* TASK REQUIREMENTS *
[1] Answer these questions about the design review thread, one per line:
(a) What header does the reviewer suggest using in place of custom linked list structures?
(b) Which section contains the statement about up calls and down calls?
(c) What do the responders say about the tiny spelling nit?
[2] Summarize the design review thread in two sentences.
[3] Write what comes next in the design review thread, picking up after its final line.

James Carlson wrote:
Rao Shoaib writes:
Folks today is the last day to submit your design review comments. If you need more time please let us know so we can account for that in our schedule.

Late, as always, but since you asked for feedback on the design ...

No problem Jim we appreciate your comments. Our answers and comments are inline.
General:

  I suggest using sys/list.h instead of rolling your own linked list
  structures.  Using the common list functions makes debug and usage a
  lot simpler.

  Tiny nit: s/its'/its/g
Yes this has already been changed in the code.
Section 2.2 says:

  "An up call/down call should never result in a up/down call in the
   same thread context."

  I'm a little unclear on the 'should' part of this statement.  Is it
  intended to mean 'shall' or are there exceptions to the statement?

  I don't think I see cases where this ought to occur as a matter of
  design, so am I missing something?

* PROVIDED DATA *
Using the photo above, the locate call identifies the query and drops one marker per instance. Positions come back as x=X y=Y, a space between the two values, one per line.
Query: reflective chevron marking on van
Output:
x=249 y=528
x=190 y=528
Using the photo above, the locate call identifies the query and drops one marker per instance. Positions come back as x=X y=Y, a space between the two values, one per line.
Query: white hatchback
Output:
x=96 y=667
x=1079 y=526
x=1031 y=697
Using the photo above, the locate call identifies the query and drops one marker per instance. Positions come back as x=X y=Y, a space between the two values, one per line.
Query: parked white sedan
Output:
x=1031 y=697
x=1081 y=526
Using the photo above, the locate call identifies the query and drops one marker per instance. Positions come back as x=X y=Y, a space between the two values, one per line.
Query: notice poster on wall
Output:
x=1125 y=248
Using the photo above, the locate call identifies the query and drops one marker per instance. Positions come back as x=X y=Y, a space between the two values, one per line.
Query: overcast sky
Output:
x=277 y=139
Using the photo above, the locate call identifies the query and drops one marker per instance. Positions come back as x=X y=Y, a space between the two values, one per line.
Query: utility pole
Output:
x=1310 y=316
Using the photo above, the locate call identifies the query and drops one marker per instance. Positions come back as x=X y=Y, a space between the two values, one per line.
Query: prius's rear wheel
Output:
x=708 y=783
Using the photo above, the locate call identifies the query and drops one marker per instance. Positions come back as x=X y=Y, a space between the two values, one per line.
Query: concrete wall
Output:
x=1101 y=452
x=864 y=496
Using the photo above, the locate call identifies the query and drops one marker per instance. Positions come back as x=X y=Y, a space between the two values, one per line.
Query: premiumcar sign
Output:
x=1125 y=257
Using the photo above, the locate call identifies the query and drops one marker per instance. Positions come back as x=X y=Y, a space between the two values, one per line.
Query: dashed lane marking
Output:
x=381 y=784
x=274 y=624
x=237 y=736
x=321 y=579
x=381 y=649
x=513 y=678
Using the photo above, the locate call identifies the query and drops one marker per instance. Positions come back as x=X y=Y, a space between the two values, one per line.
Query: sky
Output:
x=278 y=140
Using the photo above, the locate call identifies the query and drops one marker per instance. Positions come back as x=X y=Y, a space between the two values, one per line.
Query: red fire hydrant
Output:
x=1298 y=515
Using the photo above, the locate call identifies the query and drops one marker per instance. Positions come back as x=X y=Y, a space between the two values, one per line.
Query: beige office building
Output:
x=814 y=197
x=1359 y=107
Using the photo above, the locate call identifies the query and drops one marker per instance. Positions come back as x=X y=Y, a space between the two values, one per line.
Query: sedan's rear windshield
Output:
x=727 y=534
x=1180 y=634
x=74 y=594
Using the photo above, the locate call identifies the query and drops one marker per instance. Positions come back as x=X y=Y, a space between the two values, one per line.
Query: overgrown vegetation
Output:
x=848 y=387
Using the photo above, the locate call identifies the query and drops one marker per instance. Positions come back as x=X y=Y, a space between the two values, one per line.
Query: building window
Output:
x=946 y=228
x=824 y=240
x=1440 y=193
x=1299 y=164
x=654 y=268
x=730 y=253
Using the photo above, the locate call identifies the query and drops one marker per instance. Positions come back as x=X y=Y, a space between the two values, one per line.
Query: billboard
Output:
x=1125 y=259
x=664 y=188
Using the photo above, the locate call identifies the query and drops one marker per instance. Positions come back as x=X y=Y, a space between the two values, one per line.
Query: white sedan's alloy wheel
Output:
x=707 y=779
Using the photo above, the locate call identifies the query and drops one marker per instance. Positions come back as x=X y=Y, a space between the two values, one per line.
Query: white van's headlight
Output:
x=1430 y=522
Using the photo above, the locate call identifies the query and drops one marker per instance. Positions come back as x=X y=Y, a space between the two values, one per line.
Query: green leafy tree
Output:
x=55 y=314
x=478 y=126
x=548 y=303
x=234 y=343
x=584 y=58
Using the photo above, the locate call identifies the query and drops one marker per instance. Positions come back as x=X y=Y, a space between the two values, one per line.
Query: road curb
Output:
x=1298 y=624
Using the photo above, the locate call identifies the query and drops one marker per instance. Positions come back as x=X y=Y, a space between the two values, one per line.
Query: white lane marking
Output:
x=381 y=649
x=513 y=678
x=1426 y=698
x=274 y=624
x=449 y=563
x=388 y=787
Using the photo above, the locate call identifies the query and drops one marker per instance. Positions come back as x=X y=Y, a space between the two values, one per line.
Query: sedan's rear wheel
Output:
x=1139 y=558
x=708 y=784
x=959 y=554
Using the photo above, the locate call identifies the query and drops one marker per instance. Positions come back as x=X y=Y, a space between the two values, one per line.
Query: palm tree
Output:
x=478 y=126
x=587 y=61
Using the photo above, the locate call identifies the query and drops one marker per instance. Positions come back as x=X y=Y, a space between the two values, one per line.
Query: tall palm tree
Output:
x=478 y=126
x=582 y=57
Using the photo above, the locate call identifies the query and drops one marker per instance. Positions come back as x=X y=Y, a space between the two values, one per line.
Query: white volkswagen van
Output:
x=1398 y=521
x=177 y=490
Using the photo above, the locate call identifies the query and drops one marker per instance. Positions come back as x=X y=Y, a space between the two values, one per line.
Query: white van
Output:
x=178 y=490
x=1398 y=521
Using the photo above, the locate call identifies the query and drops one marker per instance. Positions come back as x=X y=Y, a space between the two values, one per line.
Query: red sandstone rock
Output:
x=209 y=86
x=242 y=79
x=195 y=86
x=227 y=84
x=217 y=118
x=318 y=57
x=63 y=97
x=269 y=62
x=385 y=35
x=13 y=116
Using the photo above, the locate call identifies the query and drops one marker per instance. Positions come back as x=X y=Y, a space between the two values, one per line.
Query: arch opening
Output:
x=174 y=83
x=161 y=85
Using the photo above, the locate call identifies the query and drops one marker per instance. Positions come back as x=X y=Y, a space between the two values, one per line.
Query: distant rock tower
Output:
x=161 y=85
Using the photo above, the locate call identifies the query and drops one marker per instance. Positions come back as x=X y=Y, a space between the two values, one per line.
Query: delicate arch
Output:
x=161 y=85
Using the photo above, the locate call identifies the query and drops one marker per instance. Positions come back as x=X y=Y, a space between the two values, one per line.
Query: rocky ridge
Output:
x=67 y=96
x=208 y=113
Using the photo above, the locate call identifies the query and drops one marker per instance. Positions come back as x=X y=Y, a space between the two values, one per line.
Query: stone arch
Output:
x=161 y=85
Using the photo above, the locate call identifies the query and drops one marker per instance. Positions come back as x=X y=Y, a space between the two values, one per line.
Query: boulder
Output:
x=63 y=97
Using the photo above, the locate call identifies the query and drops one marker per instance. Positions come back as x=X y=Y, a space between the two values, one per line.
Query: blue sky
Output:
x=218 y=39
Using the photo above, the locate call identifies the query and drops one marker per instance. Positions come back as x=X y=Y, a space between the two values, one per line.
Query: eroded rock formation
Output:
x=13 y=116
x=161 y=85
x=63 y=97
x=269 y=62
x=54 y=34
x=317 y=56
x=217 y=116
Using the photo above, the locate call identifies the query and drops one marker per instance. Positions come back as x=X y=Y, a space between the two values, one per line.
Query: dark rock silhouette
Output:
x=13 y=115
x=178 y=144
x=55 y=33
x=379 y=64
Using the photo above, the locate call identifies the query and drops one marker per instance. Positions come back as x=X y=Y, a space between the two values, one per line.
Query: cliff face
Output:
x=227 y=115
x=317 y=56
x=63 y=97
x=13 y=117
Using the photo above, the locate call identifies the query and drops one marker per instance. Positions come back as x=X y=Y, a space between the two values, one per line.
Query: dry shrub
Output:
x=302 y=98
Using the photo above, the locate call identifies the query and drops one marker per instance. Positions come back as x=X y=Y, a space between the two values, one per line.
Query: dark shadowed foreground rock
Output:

* RESULTS IN ORDER *
[1]
(a) sys/list.h
(b) Section 2.2
(c) It has already been changed in the code.

[2] In response to a call for design review comments, late feedback recommends using sys/list.h instead of custom linked list structures, and the responders note that a spelling fix has already been made in the code. The reviewer also asks whether "should" in a Section 2.2 statement about up calls and down calls means "shall" or allows exceptions.

[3]
Actually this statement is not correct, There are two cases where an upcall can result in a downcall.
1) In case of fallback
2) If the protocol gets flow controlled on the send, the thread making the downcall makes the upcall to set the TxQ full flag.
Section 2.6:

  Nit: "Evolving" is no longer a stability level.
We will remove it.
Section 2.7:

  In addition to "filtering," I expect that there will be layered
  modules, so we should be planning for them.  "Sockets Direct" would
  be one example of a layered model.  NL7C and SSL are probably other
  examples of these.  (The actual implementation probably looks a lot
  like "filtering," so perhaps this is just a nit.)
What terminology should we use here instead.
Section 3.2.1:

  "Sockmod" is already a known (pseudo-)module.  I suggest using a
  different name.
We will change
Section 3.2.1:

  "If a module name is present, checks are made to ensure that the
   module exists and can be loaded."

  Given that the rest of the design supports dynamic loading, I
  suggest considering not doing this test here, but instead do it when
  a socket is opened, and the module is actually needed.  That way,
  designers could put new socket types in "/usr/kernel/sockmods" and
  avoid burdening the root file system with more modules.  (I suspect
  you already have to do that dynamic existence check *anyway*, as
  it's part of dynamic loading.)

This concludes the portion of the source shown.